# VOLTOOI HET VOLGENDE
- 1) Herschrijf in de uitspraak de alinea die begint met "Verzoeker vraagt om schorsing" als een beknopte opsomming met de belangrijkste feiten.
- 2) Hervat de uitspraak en schrijf verder vanaf de laatste zin die er staat.

# DOCUMENTGEDEELTE
Onderwerp: Bezoek-historie

RSJ 14/1806/SGA, 30 mei 2014, schorsing
Uitspraakdatum:30-05-2014

Dit onderwerp bevat de volgende rubrieken.

DBT  v

Uitspraak

Nummer : 14/1806/SGA
Betreft : [klager] datum: 30 mei 2014

De voorzitter van de beroepscommissie als bedoeld in artikel 69, tweede lid, van de Penitentiaire beginselenwet (Pbw) heeft kennisgenomen van een bij het secretariaat van de Raad ingekomen verzoekschrift van

[...], verder verzoeker te noemen, verblijvende in de penitentiaire inrichting (p.i.) Almere.

Verzoeker vraagt om schorsing, met toepassing van artikel 66, eerste lid, van de Pbw, van de (verdere) tenuitvoerlegging van de beslissing van de directeur van voormelde inrichting van 15 mei 2014, inhoudende het per 15 mei 2014 terugplaatsen van
verzoeker vanuit het plusprogramma naar het basisprogramma (degradatie) in verband met het vertonen van, naar de voorzitter begrijpt, ongewenst gedrag.

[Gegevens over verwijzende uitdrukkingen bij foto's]
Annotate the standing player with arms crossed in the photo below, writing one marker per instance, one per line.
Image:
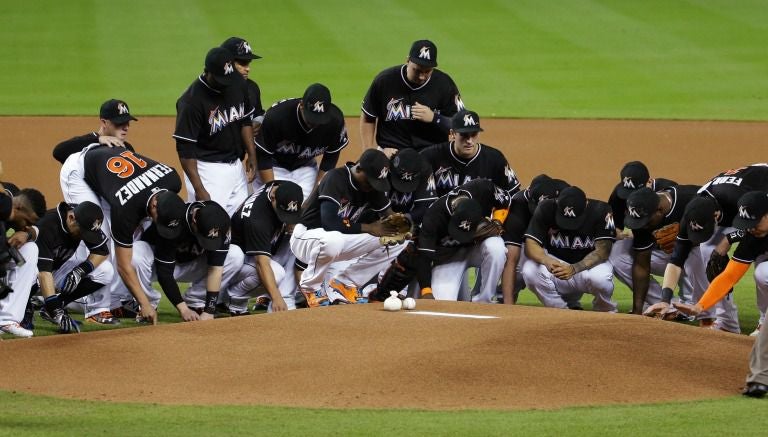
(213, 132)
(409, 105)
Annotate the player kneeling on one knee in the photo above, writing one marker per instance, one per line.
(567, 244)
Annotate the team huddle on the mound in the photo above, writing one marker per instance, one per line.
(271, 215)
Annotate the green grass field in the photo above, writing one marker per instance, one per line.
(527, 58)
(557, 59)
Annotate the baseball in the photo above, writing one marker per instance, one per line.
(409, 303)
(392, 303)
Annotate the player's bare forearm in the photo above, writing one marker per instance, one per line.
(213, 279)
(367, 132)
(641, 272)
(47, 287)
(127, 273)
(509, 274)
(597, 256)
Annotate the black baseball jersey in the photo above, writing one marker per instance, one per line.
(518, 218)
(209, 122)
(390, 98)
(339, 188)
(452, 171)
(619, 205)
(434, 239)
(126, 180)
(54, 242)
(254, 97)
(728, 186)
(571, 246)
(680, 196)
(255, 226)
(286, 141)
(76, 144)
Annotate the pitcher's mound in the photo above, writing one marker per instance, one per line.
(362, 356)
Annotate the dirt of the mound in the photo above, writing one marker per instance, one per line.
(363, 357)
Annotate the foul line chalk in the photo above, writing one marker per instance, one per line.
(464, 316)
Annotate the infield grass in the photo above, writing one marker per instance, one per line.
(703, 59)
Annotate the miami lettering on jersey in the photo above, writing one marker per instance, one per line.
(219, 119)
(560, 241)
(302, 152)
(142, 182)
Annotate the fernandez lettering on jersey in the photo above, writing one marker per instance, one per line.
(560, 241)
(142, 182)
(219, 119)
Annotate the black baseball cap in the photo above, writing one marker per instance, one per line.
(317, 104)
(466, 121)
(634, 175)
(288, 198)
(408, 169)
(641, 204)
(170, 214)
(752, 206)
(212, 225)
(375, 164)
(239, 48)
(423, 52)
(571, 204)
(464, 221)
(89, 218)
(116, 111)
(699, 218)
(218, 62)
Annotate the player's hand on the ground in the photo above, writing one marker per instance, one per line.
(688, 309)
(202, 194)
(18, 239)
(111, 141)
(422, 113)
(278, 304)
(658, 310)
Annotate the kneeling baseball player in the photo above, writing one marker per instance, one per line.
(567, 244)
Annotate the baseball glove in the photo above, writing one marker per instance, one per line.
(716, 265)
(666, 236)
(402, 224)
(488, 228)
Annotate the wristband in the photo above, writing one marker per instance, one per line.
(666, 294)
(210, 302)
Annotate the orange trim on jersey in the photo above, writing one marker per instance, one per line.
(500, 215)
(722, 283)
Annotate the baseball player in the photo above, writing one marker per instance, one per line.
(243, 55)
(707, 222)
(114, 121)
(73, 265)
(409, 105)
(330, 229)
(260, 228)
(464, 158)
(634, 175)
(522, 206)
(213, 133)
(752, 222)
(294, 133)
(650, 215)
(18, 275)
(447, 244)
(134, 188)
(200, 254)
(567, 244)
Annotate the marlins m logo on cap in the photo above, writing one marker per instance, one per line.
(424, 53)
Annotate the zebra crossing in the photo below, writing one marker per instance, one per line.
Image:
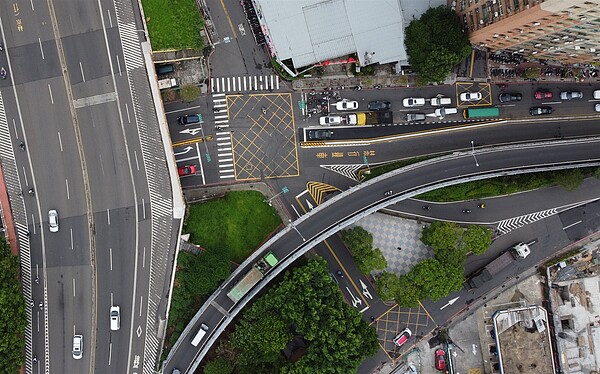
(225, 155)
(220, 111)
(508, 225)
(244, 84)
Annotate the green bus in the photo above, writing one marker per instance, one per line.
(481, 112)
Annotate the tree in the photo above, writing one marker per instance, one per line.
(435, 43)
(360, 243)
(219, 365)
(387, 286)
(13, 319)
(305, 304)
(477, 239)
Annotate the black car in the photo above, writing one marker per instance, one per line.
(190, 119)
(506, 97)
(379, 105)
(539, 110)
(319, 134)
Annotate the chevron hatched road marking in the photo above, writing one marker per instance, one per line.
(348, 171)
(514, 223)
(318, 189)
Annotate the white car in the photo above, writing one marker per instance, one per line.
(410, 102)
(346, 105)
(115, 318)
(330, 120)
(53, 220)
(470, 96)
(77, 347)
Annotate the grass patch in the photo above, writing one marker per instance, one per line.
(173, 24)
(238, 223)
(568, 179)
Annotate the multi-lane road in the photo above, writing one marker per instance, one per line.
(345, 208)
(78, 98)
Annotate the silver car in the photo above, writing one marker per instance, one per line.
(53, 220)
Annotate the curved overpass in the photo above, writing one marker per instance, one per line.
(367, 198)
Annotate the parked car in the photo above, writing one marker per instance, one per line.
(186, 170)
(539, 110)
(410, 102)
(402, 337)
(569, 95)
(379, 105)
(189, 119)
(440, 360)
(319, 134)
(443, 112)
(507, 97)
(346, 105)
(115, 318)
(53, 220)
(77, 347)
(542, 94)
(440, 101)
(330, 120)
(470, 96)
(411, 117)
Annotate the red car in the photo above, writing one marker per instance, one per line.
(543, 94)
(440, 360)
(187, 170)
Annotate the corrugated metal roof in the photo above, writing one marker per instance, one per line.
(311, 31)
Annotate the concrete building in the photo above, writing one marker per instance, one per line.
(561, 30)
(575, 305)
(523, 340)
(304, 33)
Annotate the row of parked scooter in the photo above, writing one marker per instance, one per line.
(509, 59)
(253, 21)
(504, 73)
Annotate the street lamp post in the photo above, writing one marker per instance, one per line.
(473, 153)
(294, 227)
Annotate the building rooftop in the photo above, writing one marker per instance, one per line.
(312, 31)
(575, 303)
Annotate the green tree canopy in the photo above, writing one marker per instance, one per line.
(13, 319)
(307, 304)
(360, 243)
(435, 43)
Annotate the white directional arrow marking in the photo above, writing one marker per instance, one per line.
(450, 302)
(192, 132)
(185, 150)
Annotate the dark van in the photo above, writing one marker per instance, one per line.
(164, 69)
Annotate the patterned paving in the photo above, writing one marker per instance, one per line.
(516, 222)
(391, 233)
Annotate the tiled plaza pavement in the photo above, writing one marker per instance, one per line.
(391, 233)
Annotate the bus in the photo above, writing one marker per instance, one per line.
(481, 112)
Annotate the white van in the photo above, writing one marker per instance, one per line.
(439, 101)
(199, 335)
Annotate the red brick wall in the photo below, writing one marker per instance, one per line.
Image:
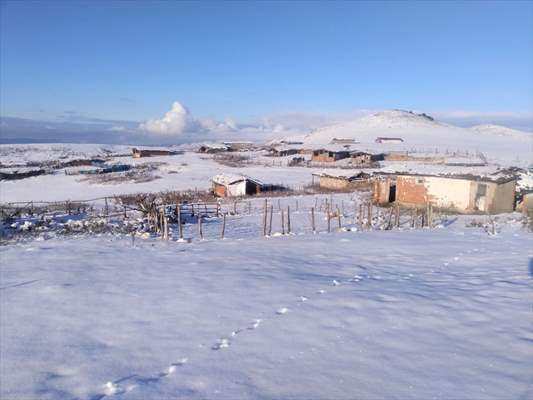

# GEGEVEN ANTWOORDEN
- 1)
- Verzoeker vraagt schorsing op grond van artikel 66, eerste lid, van de Pbw.
- Het verzoek betreft de (verdere) tenuitvoerlegging van een beslissing van de directeur van de p.i. Almere van 15 mei 2014.
- Die beslissing houdt in dat verzoeker per 15 mei 2014 van het plusprogramma naar het basisprogramma is teruggeplaatst (degradatie).
- Volgens de voorzitter gebeurde dat vanwege ongewenst gedrag.

- 2)
De voorzitter heeft voorts kennisgenomen van het klaagschrift van 23 mei 2014 alsmede van de schriftelijke inlichtingen van de directeur van 30 mei 2014.

1. De beoordeling
De voorzitter stelt voorop dat in het kader van het verzoek om schorsing van de tenuitvoerlegging van een beslissing van de directeur slechts ruimte bestaat voor een voorlopige beoordeling en dat de zaak niet ten gronde kan worden onderzocht en
beslist.
Aan de orde is daarom slechts de vraag of de beslissing waartegen beklag is ingediend in strijd is met een wettelijk voorschrift dan wel zodanig onredelijk of onbillijk is dat er een spoedeisend belang is om thans over te gaan tot schorsing van de
(verdere) tenuitvoerlegging van die beslissing. Naar het oordeel van de voorzitter is dat het geval.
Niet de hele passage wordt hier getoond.